◆ **DOCUMENT EXCERPT**
## Start
We aim at an accuracy of >95%, according to the error rates listed in the original article by Le Cun et al..
The workflows built throughout this blog post are available on the KNIME EXAMPLES Server under 04_Analytics/14_Deep_Learning/14_MNIST-DL4J-Intro04_Analytics/14_Deep_Learning/14_MNIST-DL4J-Intro*. This workflow group consists of:
- The workflow named DL4J-MNIST-LeNet-Digit-Classifier
- The “data” workflow group to contain the downloaded files
- The “metanodes” workflow group which contains the three metanode templates used in the example.
The workflow named DL4J-MNIST-LeNet-Digit-Classifier (Fig. 1) actually consists of 2 workflows: the top one uses a simpler net architecture, while the lower one uses a 5 layer net architecture.
Figure 1. Workflows created during this blog post and available on the KNIME EXAMPLES server under 04_Analytics/14_Deep_Learning/14_MNIST-DL4J-Intro. This workflow actually consists of 2 workflows: the top one using a simpler deep learning architecture; the lower one using a 5 layer deep learning network.
We ran the whole experiment using a KNIME Cloud Analytics Platform running on an Azure NC6 instance. Of course, you can equally run it on an Amazon Cloud p2.xlarge instance or your local machine.
Beware. This workflow could take around an hour to run, depending on whether you have a fast GPU, and how powerful your machine is!
Importing the image data
Often when working with images, it is possible to read them directly in KNIME Analytics Platform from standard formats like PNG, JPG, TIFF. Unfortunately for us, the MNIST dataset is only available in a non-standard binary format. Luckily, it is straightforward to download the dataset and convert the files to a CSV format that can be easily read into KNIME.
The data import is handled by the ‘Download dataset and convert to CSV’ metanode. Here the data files are downloaded from the LeCunn website, and written to the folder named “data” and contained in the workflow group 14_MNIST-DL4J-Intro that you have downloaded from the EXAMPLES server.
In order to extract the pixel values for each image, we use a Python Source node to read the binary files and output to two CSV files (mnist_test.csv, mnist_train.csv). We have implemented an IF statement that only downloads and converts the files if the mnist_test.csv and mnist_train.csv files do not already exist; there’s no sense doing that download twice!
Figure 2. Content of the metanode named "Download dataset and convert to CSV". This metanode downloads the data files and writes them to a local "data" folder. Then through a Python Source node converts the binary pixel content into a CSV file.
Now we have numerical columns representing images. In the wrapped metanode named “Normalize images (train)” (Fig. 3), a File Reader reads the numerical columns and normalizes them with a Normalizer node.
The conversion back into binary images is obtained via the Data Row to Image node from the KNIME Image Processing extension. The Deeplearning4J (DL4J) integration in KNIME can handle numbers, strings, collections, or images (when the KNIME Image Processing - Deep Learning 4J extension is installed from the stable community update site) as input features.
It is important to randomize the order of the input rows, in order not to bias the model training with the input sequence structure. For that, we used the ‘Shuffle’ node.
## End
◆ **MATERIAL**
## Start
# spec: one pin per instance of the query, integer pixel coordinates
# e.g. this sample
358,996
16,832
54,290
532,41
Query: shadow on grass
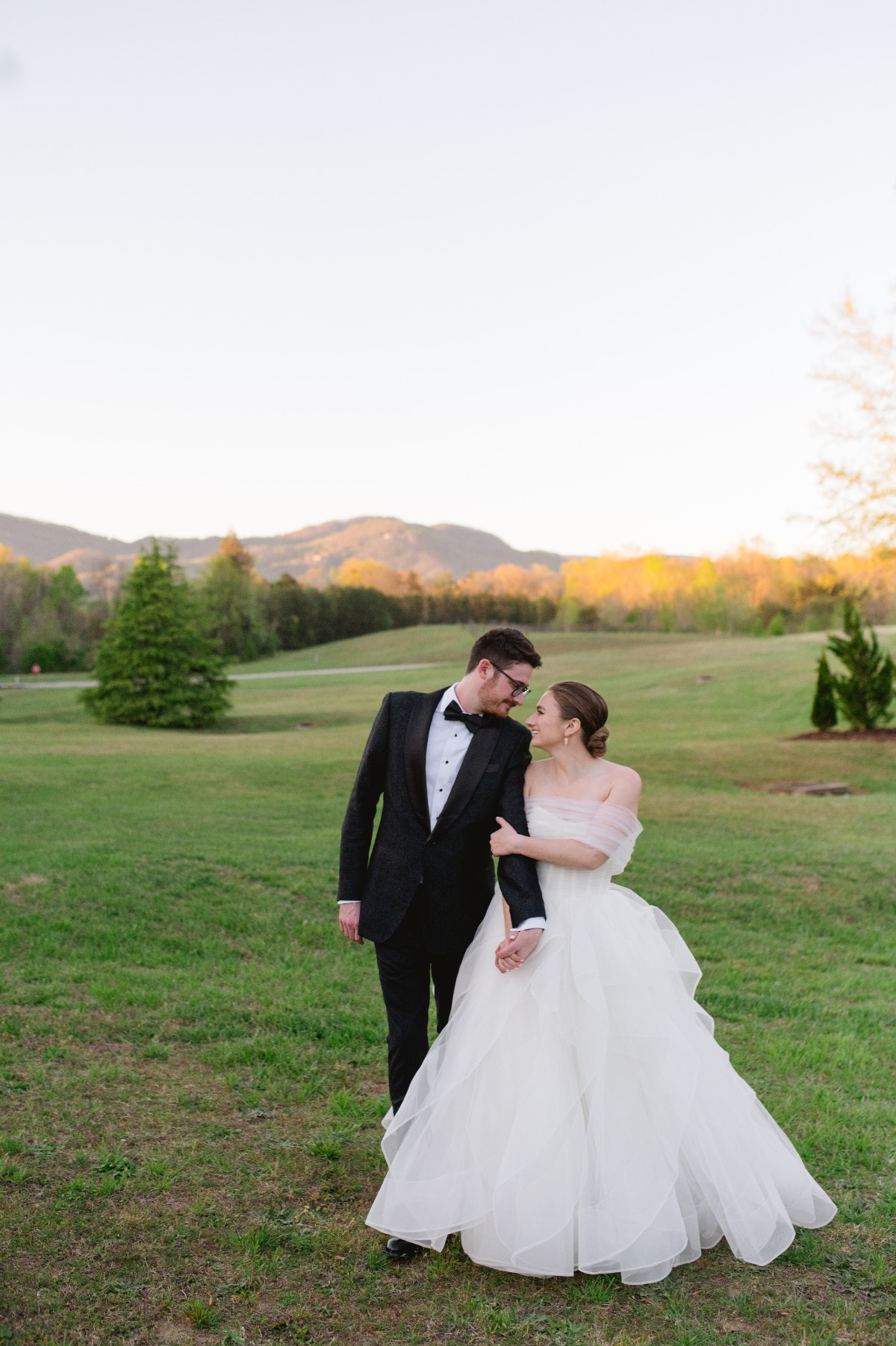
## End
◆ **EXERCISE INSTRUCTIONS**
1) Answer these about the text on classifying MNIST digits in KNIME:
(a) What accuracy does the experiment aim for?
(b) On what cloud instance was the whole experiment run?
(c) Which node is used to randomize the order of the input rows?
2) Carry the text on classifying MNIST digits in KNIME forward from its final sentence.
The listing has no connection to the text on classifying MNIST digits in KNIME.

◆ **EXPECTED RESULTS**
1)
(a) Greater than 95%.
(b) An Azure NC6 instance, running KNIME Cloud Analytics Platform.
(c) The Shuffle node.

2)
Figure 3. Content of the "Normalize images (train)" wrapped metanode. Notice the execution in streaming mode and the transformation output port for the Normalization model.
The normalization model produced by the Normalizer node is exported from the Wrapped Metanode. We do this so that we can re-apply the same normalization to the test dataset in the wrapped metanode named “Normalize images (test)”.
First Try. A simple network
In addition to the typical KNIME Learner/Predictor schema, the DL4J Learner node requires a network architecture as input for the learning process (Fig. 4 vs. Fig. 5).
Figure 4. Classic Learner/Predictor schema in KNIME Analytics Platform. First the Learner, then the Predictor. That is all you need.
Figure 5. Deep Learning Learner/Predictor schema. The Learner node also requires a neural network architecture as input.
There are two ways to define a network architecture:
- Select one from some well-known pre-built network architectures available under KNIME Labs/Deep Learning/Networks in the Node Repository
- Build your own neural architecture from scratch.
Figure 6. Deep Learning/Networks sub-category contains a number of pre-built commonly used deep learning architectures.
Since we are experimenting, we will build our own network and we’ll start with a toy network.
We start with the DL4J Model Initializer node. We don’t need to set any options for this node. Next we introduce the Dense Layer. This time we need to set some options, but let’s stick with the default options for now, which creates the output layer with only one output unit to represent the numbers from 0 to 9, activation function ReLu, random weight initialization according to the XAVIER strategy, and a low learning rate value as 0.1. We have created the simplest possible (and not very deep!) neural network.
Now we can link our training set and the simple neural network architecture to the ‘DL4J Feedforward Learner (Classification)’ node. This learner node needs configuration.
The configuration window of the DL4J Feedforward Learner (Classification) node is somewhat complex, since it requires settings in 5 configuration tabs: Learning Parameter, Global Parameter, Data Parameter, Output Layer Parameter, and Column Selection. In general, there are many options available to set, the Deep Learning 4J website has some nice hints to help people get started.
The first 2 tabs, “Learning Parameter” and “Global Parameter” define the learning parameters used to train our network. Here since we are just getting started at this stage I accept the default options. The defaults are to use Stochastic Gradient Descent for optimizing the network. Nesterovs as the updater, with momentum of 0.9. We don’t set any global parameters, which would override those parameters set in the individual network layer node configuration dialogs. We’ll work on tuning the learning parameters in the LeNet workflow that we’ll get to shortly.
The third tab, named “Data Parameter”, defines how data is used to train the model. Here I set Batch Size to 128, Epochs to 15, and Image Size to 28,28,1. Batch size defines the number of images that are passed through the network and used to calculate the error, before updating the network. Larger batch sizes mean longer to wait between each update, but also give the possibility of learning more information with each iteration. Epochs describe the number of full passes of the dataset that are made, choices here can help to guard against under/over-fitting of the data. The image size is the size of the image in pixels (x,y,z).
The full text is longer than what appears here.